PETUNJUK PENGERJAAN:
Tuliskan kembali bagian kutipan mulai dari "Kehidupan manusia adalah" hingga dan termasuk "print karma kehidupannya.", dengan menukar setiap "perahu" menjadi "kapal".

─── KUTIPAN

Bagian 1
Penulis: Ray
DENPASAR – Surya Dewata
Penderitaan seorang manusia merupakan jalan pelepasan, tak ada cara lainnya dalam mencari jalan pulang kembali ke rumah asal kita. Banyak ajaran buku suci mengajarkan kita metode – metode dalam mencapai pencapaian yang diinginkan, biasanya harapan kita yang tertinggi ” Moksartham jagadhita ya ca iti dharma”, yang memiliki arti bisa dicari di google bila ingin memahaminya lebih dalam lagi.
Kehidupan manusia adalah ibarat seperti perahu yang melewati sungai dan akan menuju lautan lepas (acintya). Dalam perjalanan sang perahu ini, sang jiwa (pendayung), perahu (sang tubuh) dan sungai dan langit (bawah-atas/ akasa ibu pertiwi dalam kehidupan) serta arus sungai sebagai blue print karma kehidupannya.

──────
─── BARIS DATA

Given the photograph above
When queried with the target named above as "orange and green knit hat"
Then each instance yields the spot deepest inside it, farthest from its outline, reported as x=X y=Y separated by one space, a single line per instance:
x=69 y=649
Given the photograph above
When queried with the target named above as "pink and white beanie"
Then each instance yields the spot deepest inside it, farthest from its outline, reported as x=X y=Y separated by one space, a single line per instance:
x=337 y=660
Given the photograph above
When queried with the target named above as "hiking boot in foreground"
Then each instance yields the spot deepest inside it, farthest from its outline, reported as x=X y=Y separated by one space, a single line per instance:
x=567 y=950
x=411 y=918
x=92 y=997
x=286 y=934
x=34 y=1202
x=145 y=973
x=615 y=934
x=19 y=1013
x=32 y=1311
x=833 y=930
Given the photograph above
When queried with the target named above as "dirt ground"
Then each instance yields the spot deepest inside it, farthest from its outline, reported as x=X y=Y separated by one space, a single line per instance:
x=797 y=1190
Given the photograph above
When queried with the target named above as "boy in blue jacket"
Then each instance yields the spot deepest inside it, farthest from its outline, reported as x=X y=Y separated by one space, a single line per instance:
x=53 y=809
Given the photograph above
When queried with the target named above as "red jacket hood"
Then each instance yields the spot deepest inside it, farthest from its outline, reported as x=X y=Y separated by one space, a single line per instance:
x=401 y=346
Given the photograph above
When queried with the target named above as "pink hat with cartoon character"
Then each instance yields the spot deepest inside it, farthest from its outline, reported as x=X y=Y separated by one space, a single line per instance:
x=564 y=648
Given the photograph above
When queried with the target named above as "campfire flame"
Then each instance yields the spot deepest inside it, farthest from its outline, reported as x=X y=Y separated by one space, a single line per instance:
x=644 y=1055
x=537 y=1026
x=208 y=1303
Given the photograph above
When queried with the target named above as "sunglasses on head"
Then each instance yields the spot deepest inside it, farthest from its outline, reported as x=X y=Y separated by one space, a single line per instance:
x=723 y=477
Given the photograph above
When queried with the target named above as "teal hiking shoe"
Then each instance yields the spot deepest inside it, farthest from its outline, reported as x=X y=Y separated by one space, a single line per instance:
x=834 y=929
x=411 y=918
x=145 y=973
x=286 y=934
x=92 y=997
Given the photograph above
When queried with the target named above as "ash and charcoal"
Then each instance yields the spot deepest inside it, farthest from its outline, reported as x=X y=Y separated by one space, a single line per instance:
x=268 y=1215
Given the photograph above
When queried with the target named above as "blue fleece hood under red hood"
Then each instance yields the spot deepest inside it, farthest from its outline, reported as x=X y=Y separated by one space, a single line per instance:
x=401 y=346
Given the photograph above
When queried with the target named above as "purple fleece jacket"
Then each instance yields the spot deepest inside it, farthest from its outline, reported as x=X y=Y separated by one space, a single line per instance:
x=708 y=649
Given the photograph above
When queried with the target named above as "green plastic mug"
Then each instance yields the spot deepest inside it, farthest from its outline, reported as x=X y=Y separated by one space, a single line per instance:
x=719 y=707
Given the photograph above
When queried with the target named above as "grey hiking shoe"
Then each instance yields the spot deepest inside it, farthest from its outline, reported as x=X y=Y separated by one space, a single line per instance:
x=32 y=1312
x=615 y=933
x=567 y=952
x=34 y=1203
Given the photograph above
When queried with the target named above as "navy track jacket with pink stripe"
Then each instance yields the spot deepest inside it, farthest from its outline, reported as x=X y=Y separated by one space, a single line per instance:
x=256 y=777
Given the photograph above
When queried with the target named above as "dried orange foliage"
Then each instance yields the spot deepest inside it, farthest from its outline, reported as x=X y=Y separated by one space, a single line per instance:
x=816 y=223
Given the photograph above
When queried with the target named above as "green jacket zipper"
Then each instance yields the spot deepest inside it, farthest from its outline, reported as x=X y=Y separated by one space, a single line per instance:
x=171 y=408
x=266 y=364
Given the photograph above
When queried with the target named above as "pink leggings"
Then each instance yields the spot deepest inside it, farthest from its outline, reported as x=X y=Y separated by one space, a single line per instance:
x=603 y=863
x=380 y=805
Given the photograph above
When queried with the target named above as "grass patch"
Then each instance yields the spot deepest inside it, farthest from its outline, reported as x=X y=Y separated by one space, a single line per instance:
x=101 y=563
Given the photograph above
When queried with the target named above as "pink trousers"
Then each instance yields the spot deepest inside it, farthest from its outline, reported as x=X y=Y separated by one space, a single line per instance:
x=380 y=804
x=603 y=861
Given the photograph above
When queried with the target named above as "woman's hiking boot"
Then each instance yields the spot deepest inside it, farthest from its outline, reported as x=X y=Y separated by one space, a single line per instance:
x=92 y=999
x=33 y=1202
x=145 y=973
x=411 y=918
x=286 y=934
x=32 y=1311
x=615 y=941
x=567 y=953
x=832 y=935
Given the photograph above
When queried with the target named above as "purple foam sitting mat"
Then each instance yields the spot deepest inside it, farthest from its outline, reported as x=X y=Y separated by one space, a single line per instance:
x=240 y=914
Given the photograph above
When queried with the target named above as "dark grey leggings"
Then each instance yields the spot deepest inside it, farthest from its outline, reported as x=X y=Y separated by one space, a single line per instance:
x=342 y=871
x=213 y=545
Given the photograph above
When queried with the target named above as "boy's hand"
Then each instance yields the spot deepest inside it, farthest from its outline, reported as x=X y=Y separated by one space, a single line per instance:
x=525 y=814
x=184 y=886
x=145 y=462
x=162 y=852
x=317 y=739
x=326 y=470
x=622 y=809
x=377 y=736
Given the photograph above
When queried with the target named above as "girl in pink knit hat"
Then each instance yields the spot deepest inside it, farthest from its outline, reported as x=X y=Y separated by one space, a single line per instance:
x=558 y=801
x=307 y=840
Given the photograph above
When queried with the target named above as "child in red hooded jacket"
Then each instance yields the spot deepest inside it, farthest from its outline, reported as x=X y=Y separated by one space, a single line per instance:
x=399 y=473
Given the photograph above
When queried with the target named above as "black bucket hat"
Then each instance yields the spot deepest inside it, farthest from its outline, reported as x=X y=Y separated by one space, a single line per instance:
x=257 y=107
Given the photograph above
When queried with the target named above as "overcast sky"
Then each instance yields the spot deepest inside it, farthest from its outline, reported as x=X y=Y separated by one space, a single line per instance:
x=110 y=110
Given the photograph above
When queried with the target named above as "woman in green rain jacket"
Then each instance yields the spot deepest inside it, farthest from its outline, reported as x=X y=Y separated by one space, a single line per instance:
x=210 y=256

──────

CONTOH JAWABAN:
Kehidupan manusia adalah ibarat seperti kapal yang melewati sungai dan akan menuju lautan lepas (acintya). Dalam perjalanan sang kapal ini, sang jiwa (pendayung), kapal (sang tubuh) dan sungai dan langit (bawah-atas/ akasa ibu pertiwi dalam kehidupan) serta arus sungai sebagai blue print karma kehidupannya.